** Opening Text for analysis block **

- Born: ca. 1962 Pakistan
- Died: 14 September 2010 Hangu, Pakistan
- Cause of death: Gun shot
- Occupations: Journalist & owner
- Years active: Almost 30 years
- Employer: Misri Khan News Agency
- Organization: Hangu Union of Journalist
- Known for: President of Hangu Union of Journalist
- Spouse: Wife
- Children: 6 sons and 5 daughters

= Misri Khan Orakzai =

Pakistani journalist

Misri Khan Orakzai (c. 1962 – 14 September 2010) was a journalist from Khyber Pakhtunkhwa province, Pakistan, who was assassinated by the outlawed terrorist group Tehrik-e Taliban. Orakzai worked for the Daily Ausaf and Daily Mashriq and was the president of the Hangu Union of Journalists, and was shot and killed at the press club in Hangu by the Tehrik-e Taliban terrorists, upset over his critical coverage.

== Personal ==
Misri Khan Orakzai was born in Pakistan in 1962. Orakzai was married and had six sons and five daughters.

== Career ==
Misri Khan Orakzai had been an Urdu-language journalist almost 30 years at the time of his murder. Early in his career, he worked for several different daily newspapers, such as Jinnah and Daily Ausaf in Islamabad and Daily Mashriq in Peshawar. Orakzai founded and ran the Misri Khan News Agency, the main news source in Hangu. Khan was president of the Hangu Union of Journalists in the Hangu district of Khyber Pakhtunkhwa.

== Death ==
Misri Khan Orakzai had been threatened before his murder, according to Orakzai's son Umer Farooq. Another son of his had been abducted on 1 March 2009. The fatal attack on Orakzai took place on 14 September 2010. One of Misri's sons said this after his father's death: "As far as we know, the incident is the result of his reporting."

Orakzai was outside the press club building of the Hangu Union of Journalists around 6:30 a.m. waiting for delivery of newspapers. Three unidentified men shot him at least four times and one of those bullets pierced his heart. He was taken to the District Headquarters Hospital in Hangu where he died. They said that he was receiving several death threats from terrorist groups because of what he had been reporting.

** Closing Text for analysis block **
** Opening Supplied entries block **

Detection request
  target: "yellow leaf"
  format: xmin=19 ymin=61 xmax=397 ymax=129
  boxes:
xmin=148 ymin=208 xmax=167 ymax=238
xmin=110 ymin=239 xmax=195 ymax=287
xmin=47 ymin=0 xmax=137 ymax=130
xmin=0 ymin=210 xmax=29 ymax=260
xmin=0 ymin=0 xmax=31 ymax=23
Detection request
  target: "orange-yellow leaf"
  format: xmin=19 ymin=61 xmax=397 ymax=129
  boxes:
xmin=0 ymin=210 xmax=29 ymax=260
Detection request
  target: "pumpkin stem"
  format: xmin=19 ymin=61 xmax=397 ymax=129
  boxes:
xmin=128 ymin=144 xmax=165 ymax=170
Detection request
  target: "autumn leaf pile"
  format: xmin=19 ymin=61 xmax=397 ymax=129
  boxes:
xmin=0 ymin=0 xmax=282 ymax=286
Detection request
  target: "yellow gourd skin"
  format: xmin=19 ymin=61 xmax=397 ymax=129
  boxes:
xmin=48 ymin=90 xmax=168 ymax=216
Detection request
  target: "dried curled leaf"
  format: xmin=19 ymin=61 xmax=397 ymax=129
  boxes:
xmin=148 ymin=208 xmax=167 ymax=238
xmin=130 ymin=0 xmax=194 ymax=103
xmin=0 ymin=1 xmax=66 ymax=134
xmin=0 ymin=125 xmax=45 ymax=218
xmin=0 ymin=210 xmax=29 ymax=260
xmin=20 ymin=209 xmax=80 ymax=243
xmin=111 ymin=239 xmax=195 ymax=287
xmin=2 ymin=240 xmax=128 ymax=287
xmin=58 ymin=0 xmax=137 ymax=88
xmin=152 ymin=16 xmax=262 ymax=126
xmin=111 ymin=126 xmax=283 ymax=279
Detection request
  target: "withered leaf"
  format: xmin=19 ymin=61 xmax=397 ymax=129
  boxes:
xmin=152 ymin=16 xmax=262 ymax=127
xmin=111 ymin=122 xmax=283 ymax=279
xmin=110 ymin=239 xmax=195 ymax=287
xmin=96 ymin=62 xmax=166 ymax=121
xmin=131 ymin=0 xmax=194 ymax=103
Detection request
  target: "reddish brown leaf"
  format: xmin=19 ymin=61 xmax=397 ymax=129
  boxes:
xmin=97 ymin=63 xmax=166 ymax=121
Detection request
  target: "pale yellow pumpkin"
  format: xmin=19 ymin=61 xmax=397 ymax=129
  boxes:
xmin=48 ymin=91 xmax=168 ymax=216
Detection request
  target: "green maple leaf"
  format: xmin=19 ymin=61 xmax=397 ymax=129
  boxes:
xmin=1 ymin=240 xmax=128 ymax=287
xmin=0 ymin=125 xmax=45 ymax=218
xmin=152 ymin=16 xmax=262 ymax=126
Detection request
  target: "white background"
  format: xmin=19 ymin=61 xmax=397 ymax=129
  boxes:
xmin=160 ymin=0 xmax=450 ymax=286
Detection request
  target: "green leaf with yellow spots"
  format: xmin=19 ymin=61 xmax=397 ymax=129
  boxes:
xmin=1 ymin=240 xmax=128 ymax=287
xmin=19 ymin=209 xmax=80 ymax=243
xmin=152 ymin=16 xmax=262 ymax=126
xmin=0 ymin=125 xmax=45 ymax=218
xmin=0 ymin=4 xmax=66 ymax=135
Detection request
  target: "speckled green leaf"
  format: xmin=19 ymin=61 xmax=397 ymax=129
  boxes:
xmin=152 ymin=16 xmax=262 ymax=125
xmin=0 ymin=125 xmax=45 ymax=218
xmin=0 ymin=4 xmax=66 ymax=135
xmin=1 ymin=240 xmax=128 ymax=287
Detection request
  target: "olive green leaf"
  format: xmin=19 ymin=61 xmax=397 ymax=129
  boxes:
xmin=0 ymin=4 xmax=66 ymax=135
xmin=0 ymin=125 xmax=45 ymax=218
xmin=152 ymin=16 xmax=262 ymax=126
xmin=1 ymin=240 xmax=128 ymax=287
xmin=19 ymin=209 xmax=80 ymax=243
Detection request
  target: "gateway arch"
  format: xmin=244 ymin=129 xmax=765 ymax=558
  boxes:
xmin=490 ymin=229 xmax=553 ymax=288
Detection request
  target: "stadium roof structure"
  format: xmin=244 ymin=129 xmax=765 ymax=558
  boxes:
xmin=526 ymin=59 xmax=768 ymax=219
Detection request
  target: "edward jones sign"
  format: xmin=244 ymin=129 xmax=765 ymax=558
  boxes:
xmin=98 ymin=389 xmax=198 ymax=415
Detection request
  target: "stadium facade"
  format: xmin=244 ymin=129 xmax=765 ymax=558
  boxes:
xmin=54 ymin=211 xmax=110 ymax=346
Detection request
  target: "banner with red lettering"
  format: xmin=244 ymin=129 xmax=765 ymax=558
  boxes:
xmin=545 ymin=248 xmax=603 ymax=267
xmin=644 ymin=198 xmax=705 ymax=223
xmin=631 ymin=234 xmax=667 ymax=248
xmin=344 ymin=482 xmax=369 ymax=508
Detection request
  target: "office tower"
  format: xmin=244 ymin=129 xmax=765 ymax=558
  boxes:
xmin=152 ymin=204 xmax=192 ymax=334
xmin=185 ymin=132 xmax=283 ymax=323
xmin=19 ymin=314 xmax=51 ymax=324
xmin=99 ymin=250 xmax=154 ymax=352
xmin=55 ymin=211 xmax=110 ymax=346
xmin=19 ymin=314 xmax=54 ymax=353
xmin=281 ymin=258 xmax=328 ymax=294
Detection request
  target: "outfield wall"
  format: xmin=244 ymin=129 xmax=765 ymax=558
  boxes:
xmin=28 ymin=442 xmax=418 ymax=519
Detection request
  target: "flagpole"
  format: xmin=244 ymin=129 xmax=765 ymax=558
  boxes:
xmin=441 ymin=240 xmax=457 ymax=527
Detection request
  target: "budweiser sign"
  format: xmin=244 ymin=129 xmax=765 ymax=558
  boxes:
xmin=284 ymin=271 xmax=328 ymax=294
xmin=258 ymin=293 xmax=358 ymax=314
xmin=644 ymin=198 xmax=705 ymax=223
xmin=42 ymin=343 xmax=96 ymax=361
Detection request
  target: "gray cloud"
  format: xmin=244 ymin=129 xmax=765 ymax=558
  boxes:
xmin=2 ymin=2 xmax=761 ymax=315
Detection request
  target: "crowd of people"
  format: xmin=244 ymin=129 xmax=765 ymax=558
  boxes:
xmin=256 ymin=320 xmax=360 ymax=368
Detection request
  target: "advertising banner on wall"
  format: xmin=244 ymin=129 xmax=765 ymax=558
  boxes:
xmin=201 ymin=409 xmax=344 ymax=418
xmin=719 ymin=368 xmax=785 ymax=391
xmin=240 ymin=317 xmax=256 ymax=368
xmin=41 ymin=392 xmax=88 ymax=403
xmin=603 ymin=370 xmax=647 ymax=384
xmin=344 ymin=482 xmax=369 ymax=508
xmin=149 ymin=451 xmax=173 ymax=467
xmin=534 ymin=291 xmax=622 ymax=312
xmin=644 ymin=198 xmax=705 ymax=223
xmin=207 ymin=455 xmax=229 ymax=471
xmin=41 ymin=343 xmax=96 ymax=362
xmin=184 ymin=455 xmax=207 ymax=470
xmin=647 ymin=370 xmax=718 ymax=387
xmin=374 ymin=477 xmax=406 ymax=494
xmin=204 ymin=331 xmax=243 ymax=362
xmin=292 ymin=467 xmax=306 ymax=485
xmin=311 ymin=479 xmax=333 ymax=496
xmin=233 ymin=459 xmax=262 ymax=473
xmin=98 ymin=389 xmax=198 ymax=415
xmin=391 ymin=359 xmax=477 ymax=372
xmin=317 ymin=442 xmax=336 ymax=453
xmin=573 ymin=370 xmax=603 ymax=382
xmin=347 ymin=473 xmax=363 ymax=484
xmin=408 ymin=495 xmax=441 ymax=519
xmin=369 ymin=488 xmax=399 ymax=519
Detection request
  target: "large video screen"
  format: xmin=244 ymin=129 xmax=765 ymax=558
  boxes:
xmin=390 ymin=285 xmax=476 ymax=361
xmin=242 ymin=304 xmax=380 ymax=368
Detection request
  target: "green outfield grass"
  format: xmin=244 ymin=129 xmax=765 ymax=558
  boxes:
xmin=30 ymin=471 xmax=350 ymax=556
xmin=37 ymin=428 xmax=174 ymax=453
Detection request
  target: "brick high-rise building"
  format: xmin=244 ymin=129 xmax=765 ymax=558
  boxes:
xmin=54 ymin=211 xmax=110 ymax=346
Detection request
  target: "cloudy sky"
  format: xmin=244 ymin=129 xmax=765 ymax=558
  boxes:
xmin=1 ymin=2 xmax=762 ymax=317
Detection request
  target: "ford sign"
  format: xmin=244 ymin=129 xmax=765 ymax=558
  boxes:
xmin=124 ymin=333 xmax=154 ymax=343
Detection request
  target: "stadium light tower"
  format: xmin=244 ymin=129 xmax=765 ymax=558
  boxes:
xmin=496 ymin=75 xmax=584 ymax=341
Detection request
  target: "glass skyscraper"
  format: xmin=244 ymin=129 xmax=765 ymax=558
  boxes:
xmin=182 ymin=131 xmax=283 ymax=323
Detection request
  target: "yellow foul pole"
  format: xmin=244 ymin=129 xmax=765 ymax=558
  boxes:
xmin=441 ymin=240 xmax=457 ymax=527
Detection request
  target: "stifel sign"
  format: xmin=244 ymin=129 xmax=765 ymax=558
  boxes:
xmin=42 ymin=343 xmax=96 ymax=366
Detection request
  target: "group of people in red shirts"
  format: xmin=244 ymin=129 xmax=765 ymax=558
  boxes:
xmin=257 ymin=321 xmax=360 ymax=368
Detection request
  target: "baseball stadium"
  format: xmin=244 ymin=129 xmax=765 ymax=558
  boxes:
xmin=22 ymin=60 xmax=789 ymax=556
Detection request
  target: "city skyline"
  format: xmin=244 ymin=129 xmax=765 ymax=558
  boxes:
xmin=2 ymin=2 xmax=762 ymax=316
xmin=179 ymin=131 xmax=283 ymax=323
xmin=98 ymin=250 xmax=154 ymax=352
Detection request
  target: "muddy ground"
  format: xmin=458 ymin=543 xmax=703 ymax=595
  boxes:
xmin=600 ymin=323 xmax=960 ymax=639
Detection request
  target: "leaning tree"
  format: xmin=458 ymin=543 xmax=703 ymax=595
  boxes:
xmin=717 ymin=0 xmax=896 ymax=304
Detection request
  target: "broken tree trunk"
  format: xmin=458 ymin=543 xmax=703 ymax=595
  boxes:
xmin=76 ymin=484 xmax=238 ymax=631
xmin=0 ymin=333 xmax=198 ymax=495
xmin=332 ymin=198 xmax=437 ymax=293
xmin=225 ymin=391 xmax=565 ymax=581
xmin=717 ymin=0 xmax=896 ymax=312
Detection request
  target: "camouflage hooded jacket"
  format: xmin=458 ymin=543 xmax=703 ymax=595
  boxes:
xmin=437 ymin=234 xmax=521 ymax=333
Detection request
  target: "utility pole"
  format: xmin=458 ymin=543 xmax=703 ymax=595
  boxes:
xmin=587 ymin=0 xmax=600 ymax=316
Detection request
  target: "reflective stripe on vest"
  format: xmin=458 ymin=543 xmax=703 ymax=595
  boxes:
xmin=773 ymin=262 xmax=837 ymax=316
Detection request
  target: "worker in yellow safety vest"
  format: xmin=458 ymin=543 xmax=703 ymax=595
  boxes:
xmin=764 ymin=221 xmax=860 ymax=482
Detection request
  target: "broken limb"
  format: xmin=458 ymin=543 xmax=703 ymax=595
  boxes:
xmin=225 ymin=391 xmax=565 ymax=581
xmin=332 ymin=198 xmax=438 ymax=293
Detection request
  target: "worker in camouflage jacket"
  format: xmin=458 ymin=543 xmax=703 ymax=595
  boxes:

** Closing Supplied entries block **

Problems to solve:
1 > In the article on Misri Khan Orakzai, which news agency did he found and run?
2 > Could you pick up the article on Misri Khan Orakzai after its last sentence and continue it?
These items aren't needed.

Solved problems:
1 > The Misri Khan News Agency.

2 >
The terrorist group Tehreek-e-Taliban threatened Orakzai and other journalists and claimed responsibility for his murder for publishing negative stories about the Taliban. Ehsanullah Ehsan, a spokesman for the Taliban, contacted a journalist in Peshawar, the provincial capital, and said, "We killed him because he twisted the facts."

== Reactions ==
Irina Bokova, director-general of UNESCO, said, "I condemn the killing of Misri Khan Orakzai ... In carrying out their professional duties, they helped to uphold the basic right of freedom of expression. I call on the authorities in Pakistan to do their utmost to arrest the culprits of these crimes and bring them to justice."

President Asif Ali Zardari called Orakzai's murder a "heinous and despicable act of terrorism."

The Hangu Union of Journalists, Khyber Union of Journalists, Tribal Union of Journalists, and Pakistan Federal Union of Journalists all condemned the attack on Orakzai, demanded the authorities arrest the perpetrators, set a mourning period of three days and threatened protests if the government didn't take action. A demonstration was held to make their case.